- _Work instructions_
Drawing on the text about the Cigar Smoking World Championship, explain in one to three sentences what Marko Bilić credits for the results of the last season.

- _Text segment_

— begin —

The grand finale of the Cigar Smoking World Championship (CSWC) is almost here. This year, the event deserves an epithet like “grand finale” more than ever. Exciting qualification tournaments have been held in 17 famous world cities like Paris, Rome, Chicago, Warsaw, New York City …
The world records in slow smoking have been broken several times in 2016 and the titles were switching like a seesaw between the U.S.A and Russia. The best results have pushed the benchmark well beyond the 2-hours-mark. “This is only part of the excitement that the last season has brought us”, says Marko Bilić, founder of the CSWC and he adds: “The quality and stability of the new competition cigar, the Macanudo Inspirado, certainly contributed to the results and gave fare chances to all the competitors.”

— end —

Records
— begin —

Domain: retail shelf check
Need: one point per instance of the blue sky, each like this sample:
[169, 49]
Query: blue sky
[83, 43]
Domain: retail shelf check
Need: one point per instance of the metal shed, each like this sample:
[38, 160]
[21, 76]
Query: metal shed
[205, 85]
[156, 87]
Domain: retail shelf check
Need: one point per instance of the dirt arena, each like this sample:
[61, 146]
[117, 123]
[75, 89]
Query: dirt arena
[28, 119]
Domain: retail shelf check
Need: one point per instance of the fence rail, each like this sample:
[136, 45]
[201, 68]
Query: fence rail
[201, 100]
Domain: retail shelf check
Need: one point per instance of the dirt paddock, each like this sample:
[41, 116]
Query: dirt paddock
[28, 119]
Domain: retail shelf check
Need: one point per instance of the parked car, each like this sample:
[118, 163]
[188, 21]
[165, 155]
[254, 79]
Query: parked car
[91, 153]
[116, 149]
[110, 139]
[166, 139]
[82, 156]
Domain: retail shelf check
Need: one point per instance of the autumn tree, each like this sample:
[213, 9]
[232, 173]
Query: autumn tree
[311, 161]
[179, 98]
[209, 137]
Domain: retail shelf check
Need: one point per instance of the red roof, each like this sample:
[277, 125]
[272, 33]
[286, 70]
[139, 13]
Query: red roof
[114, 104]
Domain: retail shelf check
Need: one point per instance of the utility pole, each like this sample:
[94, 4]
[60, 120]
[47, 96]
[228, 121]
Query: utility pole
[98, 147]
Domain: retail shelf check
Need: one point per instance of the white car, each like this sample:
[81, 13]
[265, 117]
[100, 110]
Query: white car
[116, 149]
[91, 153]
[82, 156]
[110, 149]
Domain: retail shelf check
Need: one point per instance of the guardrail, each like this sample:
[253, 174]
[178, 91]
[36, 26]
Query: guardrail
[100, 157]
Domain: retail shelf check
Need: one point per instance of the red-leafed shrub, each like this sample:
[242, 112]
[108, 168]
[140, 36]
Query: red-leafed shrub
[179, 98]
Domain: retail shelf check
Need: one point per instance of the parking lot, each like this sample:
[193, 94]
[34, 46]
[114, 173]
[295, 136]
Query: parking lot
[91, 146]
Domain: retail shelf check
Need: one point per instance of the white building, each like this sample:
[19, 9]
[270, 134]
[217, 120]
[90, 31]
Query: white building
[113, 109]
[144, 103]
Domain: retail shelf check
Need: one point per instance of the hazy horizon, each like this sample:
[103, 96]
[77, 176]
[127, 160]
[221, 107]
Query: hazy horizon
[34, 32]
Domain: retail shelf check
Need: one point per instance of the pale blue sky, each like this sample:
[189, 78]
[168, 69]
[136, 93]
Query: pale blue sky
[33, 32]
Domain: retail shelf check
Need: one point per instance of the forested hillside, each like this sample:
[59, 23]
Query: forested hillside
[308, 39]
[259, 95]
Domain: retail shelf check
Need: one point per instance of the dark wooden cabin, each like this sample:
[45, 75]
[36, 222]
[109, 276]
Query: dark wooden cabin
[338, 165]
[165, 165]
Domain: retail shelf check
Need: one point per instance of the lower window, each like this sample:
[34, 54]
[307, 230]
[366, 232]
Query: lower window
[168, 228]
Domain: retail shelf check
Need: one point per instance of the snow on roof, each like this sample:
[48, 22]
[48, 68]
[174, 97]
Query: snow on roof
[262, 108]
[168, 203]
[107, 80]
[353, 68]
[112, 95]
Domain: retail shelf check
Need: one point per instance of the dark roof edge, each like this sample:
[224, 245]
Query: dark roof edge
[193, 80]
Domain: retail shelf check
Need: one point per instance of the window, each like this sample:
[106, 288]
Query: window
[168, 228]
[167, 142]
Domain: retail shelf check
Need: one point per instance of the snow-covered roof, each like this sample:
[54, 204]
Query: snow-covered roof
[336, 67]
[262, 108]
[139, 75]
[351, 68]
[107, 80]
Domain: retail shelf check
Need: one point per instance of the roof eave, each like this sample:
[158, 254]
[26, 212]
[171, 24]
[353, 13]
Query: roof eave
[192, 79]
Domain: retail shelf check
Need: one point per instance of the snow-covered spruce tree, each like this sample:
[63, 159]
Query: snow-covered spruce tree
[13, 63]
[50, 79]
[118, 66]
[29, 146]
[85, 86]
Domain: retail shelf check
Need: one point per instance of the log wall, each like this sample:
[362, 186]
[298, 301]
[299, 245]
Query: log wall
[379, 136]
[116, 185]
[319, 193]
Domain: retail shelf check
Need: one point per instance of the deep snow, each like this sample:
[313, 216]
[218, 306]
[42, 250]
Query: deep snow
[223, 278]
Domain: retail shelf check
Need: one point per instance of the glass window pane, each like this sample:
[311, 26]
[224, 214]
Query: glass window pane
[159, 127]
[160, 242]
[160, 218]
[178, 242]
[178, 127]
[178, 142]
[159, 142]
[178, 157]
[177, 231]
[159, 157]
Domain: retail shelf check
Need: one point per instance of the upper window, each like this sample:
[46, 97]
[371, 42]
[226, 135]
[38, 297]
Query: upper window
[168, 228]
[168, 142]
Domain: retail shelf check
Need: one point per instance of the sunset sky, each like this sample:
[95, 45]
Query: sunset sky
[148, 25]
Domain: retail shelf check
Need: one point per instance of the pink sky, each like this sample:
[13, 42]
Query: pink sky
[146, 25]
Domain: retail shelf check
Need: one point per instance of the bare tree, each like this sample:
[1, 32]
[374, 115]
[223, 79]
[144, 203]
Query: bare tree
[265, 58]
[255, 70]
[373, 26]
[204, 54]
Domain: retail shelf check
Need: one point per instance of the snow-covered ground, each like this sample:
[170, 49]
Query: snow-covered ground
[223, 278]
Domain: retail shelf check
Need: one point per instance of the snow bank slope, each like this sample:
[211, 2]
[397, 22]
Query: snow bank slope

— end —

- _Task response_
Marko Bilić credits the new competition cigar, the Macanudo Inspirado. He says its quality and stability contributed to the results and gave all the competitors fair chances.